__QUOTED PASSAGE__:
Carbofuran may be interacting at the level of protein biosynthesis or degradation

The results of the present investigation show a significant reduction in the protein content of liver, brain and serum in carbofuran treated rats. A similar decrease in protein content was observed in rats exposed to sodium arsenite (Kaltreider et al., 2001, Nandi et al., 2005). The decrease in the protein content in the studied tissues may be due to binding of carbofuran to glucocorticoid hormone receptor complexes and selectively inhibiting GR-mediated transcription to turn on the genes of protein synthesis (Kaltreider et al., 2001). Alternatively, it could also be increased protein degradation in the tissues. The reduction in plasma protein in animals treated with xenobiotics has been attributed to the changes in metabolism of proteins and free amino acids in the liver. In addition, the low levels of protein detected in the present investigation could be associated to the excessive loss of protein through nephrosis (Yousef et al., 2006).

Curcumin mediated amelioration of carbofuran induced toxicity in rat

Curcumin is the active ingredient in the dietary spice turmeric (Curcuma longa). Curcumin is a free radical scavenger, hydrogen donor and exhibits both pro- and antioxidant activities. It also binds metals like iron, copper and can therefore functions as an iron chelator. Curcumin is remarkably non-toxic and exhibits limited bioavailability (Hatcher et al., 2008). The adverse effects of carbofuran and other pesticides have been shown to be attenuated by antioxidants (Milatovic et al., 2006). Curcumin (diferuloylmethane) is a phenolic compound which is used for imparting color and flavor to food, possesses antioxidant properties (Sharma, 1976, Araujo and Leon, 2001). In the present study curcumin was observed to alleviate the adverse effects of carbofuran on rat brain. Similar ameliorative effects of curcumin have been described by other workers (Tanwar et al., 2010). Though there are reports indicating the antioxidative and pro-oxidative properties of curcumin at lower and higher doses, respectively, the exact mechanism of interaction of curcumin with LDH is not known (Tanwar et al., 2010).

Conclusion

The results of the present study show the toxic effects of carbofuran on the brain, liver and serum of rats. Carbofuran also caused significant alterations in the concentrations of pyruvic acid in the brain and liver of treated rats. This was accompanied by significant alterations in LDH activity and protein content in the brain, liver and serum of carbofuran treated rats. Though the reasons of these changes have been explained above, studies are needed to confirm the hypothesis that increased LDH activity in brain under influence of pesticide is regulated via inhibition of Kreb’s cycle and allosteric regulation of the pyruvate dehydrogenase complex. The amelioration of these toxic effects by curcumin treatment in rats indicates that this antioxidant compound has potential to mitigate carbofuran induced toxicity in mammalian systems.

__TASK INSTRUCTIONS__:
**1.** Translate this sentence from the carbofuran passage into Spanish: "Curcumin is the active ingredient in the dietary spice turmeric (Curcuma longa)."
**2.** In the carbofuran passage, which tissues showed a significant reduction in protein content in carbofuran-treated rats?

__STUDY MATERIAL__:

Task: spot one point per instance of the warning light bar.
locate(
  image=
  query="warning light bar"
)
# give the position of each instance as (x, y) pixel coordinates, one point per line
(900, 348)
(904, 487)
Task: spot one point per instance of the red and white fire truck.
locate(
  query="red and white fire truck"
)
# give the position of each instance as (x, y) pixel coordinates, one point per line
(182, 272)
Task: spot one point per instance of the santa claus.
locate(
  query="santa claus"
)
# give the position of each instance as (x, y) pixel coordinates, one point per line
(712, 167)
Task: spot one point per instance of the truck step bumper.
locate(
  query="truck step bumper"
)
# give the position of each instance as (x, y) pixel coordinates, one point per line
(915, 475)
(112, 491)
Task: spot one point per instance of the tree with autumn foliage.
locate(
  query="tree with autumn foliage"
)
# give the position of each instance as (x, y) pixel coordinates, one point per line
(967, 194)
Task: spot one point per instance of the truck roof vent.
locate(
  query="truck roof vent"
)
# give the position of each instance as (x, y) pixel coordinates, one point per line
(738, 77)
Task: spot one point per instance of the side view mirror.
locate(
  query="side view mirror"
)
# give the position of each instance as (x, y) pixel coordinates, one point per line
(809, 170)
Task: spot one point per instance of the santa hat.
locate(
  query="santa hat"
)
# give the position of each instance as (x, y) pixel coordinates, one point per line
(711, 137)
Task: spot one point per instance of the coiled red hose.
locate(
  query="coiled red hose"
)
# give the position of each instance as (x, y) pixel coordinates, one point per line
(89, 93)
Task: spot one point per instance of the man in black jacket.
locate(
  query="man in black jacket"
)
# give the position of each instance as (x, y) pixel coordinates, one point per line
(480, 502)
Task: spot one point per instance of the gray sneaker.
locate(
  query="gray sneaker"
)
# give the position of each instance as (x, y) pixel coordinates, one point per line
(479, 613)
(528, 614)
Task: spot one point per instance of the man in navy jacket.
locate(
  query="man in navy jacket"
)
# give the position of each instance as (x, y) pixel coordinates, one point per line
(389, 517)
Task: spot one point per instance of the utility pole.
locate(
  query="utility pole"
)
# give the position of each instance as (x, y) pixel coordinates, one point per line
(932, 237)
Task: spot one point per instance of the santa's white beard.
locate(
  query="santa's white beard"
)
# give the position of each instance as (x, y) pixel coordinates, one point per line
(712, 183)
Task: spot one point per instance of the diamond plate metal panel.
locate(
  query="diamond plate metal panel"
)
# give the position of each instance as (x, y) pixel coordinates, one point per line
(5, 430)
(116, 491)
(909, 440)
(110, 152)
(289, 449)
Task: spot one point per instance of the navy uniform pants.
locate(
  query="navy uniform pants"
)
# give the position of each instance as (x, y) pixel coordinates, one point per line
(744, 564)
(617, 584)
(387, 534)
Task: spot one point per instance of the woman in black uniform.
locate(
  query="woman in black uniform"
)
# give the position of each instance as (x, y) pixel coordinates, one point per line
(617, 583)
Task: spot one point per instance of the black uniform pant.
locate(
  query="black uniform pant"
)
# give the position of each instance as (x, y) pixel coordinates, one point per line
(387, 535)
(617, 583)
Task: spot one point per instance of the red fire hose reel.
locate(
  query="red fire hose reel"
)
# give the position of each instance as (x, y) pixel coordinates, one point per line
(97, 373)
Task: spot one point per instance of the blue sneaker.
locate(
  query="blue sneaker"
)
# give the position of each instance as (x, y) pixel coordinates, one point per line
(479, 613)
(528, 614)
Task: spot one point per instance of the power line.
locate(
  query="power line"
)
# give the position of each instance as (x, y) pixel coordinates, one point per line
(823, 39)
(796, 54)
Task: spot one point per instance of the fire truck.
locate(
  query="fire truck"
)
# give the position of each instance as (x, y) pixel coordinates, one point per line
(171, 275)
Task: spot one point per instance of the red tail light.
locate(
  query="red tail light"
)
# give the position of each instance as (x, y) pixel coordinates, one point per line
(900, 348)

__RESPONSE LIST__:
**1.** La curcumina es el ingrediente activo de la especia alimentaria cúrcuma (Curcuma longa).

**2.** Liver, brain and serum.